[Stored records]
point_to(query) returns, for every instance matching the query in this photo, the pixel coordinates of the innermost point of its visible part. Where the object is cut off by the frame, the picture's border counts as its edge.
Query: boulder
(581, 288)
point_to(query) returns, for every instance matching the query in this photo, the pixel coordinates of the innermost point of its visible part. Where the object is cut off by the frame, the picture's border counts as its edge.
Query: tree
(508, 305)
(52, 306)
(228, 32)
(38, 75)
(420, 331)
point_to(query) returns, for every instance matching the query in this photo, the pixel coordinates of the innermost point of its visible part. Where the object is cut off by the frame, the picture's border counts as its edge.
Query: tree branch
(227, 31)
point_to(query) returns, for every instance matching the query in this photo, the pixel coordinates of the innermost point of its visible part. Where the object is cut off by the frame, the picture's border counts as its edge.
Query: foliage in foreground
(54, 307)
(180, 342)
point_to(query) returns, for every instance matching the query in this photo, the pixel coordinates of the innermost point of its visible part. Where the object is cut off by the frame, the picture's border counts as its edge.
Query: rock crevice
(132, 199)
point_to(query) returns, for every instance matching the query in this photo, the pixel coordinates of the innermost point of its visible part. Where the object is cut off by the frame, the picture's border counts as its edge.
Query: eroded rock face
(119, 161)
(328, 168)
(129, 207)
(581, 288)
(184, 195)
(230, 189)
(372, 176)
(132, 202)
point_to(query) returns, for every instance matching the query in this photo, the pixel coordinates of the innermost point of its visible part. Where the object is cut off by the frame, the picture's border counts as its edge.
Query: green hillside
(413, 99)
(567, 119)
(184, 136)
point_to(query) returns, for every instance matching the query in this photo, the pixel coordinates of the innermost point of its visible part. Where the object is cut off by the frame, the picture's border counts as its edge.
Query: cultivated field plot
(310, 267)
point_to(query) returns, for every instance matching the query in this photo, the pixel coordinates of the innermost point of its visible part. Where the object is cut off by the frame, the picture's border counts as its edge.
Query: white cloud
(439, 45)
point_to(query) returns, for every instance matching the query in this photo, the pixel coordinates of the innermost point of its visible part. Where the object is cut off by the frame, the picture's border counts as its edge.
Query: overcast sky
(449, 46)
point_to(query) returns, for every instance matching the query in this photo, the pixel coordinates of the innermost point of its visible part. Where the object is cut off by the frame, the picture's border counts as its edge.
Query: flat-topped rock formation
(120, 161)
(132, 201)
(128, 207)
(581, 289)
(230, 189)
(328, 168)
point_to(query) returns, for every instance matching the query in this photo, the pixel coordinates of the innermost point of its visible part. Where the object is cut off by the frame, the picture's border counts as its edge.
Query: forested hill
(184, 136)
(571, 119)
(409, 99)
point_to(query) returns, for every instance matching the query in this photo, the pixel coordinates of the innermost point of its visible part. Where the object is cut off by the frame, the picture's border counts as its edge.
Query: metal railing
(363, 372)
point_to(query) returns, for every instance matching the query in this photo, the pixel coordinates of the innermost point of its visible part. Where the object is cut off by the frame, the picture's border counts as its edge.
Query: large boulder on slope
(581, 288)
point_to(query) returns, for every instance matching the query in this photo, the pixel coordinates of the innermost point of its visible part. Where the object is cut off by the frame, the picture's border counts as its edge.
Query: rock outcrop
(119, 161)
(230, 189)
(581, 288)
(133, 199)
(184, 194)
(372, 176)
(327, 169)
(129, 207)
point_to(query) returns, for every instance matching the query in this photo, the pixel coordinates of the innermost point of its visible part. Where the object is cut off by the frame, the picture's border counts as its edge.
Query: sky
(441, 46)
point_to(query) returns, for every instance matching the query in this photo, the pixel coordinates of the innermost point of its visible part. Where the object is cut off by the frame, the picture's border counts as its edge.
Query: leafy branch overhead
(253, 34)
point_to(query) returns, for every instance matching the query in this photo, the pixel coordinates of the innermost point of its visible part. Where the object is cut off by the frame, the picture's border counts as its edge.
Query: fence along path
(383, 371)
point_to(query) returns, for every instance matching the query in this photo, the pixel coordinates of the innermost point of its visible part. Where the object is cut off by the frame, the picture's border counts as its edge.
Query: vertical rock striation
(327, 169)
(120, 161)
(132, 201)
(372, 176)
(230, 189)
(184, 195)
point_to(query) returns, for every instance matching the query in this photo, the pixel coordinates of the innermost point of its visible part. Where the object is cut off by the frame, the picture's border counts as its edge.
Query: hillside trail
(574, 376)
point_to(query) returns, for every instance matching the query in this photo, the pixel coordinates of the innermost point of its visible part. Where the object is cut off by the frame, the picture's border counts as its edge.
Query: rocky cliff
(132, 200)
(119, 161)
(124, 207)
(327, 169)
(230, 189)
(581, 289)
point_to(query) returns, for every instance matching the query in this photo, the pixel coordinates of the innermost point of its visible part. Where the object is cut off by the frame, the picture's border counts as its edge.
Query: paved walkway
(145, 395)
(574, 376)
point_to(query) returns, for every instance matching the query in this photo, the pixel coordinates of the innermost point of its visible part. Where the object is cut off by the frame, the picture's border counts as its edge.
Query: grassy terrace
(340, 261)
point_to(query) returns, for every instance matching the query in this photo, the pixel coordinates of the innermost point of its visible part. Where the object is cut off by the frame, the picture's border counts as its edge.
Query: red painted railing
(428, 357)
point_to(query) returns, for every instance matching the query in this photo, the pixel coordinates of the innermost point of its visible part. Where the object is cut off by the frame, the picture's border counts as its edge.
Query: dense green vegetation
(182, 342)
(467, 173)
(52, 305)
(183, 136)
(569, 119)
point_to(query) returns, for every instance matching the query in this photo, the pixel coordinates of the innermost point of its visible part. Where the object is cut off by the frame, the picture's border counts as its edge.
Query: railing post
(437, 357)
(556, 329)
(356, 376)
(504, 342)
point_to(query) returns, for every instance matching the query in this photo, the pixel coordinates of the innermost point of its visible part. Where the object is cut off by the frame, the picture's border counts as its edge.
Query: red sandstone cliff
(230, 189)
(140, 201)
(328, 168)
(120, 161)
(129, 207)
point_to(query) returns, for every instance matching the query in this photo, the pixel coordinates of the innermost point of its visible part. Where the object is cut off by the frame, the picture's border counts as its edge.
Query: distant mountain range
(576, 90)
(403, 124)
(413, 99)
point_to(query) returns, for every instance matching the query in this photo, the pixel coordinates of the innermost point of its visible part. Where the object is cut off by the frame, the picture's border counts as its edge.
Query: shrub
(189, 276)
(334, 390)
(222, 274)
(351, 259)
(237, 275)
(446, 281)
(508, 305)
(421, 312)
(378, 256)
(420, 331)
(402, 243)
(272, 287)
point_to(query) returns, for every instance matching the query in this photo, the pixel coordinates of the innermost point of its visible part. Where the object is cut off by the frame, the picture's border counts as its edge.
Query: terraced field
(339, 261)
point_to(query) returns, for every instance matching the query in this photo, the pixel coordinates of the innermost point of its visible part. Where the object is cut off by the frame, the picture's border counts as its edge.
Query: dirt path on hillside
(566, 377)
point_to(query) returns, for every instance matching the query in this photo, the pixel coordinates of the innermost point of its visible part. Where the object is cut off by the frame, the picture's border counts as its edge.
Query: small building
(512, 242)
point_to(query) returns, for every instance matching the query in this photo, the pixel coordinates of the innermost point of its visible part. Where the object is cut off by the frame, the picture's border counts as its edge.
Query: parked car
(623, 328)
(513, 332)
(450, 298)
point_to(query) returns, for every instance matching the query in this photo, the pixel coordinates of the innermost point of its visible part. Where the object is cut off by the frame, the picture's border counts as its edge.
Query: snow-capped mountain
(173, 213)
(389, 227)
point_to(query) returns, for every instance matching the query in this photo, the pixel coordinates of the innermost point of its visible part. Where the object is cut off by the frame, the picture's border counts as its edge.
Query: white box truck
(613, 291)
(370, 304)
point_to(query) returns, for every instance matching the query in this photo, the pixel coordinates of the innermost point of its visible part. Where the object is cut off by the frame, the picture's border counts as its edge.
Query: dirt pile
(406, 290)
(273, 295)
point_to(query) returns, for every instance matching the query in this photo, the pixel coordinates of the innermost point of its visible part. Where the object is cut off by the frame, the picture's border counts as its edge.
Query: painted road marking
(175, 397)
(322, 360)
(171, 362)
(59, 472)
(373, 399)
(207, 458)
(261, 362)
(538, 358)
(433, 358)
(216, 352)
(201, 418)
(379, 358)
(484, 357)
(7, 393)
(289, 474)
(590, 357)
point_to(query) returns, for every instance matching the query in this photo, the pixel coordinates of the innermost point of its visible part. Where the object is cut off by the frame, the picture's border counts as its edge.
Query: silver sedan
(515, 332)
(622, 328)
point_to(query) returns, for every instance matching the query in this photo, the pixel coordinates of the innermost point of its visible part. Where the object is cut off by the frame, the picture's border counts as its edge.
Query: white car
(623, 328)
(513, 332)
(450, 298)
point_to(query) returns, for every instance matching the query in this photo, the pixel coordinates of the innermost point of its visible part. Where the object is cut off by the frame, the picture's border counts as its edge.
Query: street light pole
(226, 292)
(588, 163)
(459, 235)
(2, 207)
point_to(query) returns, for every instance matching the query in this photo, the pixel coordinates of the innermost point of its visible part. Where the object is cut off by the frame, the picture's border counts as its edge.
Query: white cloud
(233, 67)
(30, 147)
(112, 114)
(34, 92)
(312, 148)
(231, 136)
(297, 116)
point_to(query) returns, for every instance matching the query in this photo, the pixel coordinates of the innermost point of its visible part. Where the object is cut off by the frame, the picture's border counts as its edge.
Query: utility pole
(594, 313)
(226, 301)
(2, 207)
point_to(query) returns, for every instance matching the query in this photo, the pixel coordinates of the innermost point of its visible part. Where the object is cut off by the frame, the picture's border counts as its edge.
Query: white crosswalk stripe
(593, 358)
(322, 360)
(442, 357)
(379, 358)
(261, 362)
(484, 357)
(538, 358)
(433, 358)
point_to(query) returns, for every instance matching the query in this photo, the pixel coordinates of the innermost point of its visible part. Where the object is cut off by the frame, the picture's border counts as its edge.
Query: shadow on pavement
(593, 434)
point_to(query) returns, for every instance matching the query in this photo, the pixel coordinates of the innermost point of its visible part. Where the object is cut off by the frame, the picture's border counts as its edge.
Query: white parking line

Exercise requirements – Only the lines from the one containing "Query: silver sedan" through the last line above belong in your answer. Retype them exactly.

Result of the exercise –
Query: silver sedan
(515, 332)
(622, 328)
point_to(query) returns, for every instance matching the query in this photo, the pixel coordinates of the innermost point of its visible part. Where the object is cut off by the frame, the picture's border counts as its edge.
Query: white car
(623, 328)
(513, 332)
(450, 298)
point_to(query) returns, for every instance matching the query in this photo, the pixel coordinates of the innermost point of its visible part. Where the object is cut off by the frame, the picture's border counts as its edge.
Query: street light pole
(226, 292)
(588, 163)
(459, 235)
(2, 207)
point_to(query) returns, for every instance matching the query in this photo, the pixel coordinates of the innermost point of its visible part. Where the object is cut off by the frame, the picture's border counts as its edge.
Query: white cloud
(233, 67)
(30, 147)
(112, 114)
(34, 92)
(312, 148)
(231, 136)
(297, 116)
point_to(query) returns, for every instance matching the query in this photo, the pixel coordinates of the innermost point of its visible part. Where the object is cut off by the frame, the picture's border counts as its edge.
Query: utility pole
(594, 313)
(226, 301)
(2, 207)
point_to(query) returns, for every instance matching the query in this photo, the pixel coordinates of the innermost point of its visible part. Where the object is cut off by the frame, the picture's border counts as its edge.
Query: white crosswalk stripe
(593, 358)
(322, 360)
(442, 357)
(379, 358)
(261, 362)
(484, 357)
(538, 358)
(433, 358)
point_to(query) returns, for every instance matching the query in this photo, the pixel coordinates of the innermost point of its visible part. Where the object is cut off by the frame, the picture's border counts as its edge.
Query: shadow on pavement
(593, 434)
point_to(query) returns, for every instance matching the query in this photo, the pixel coordinates of the innermost point of its visible part. Where the object is cut off by the frame, the picture's border counts as its edge.
Query: white parking line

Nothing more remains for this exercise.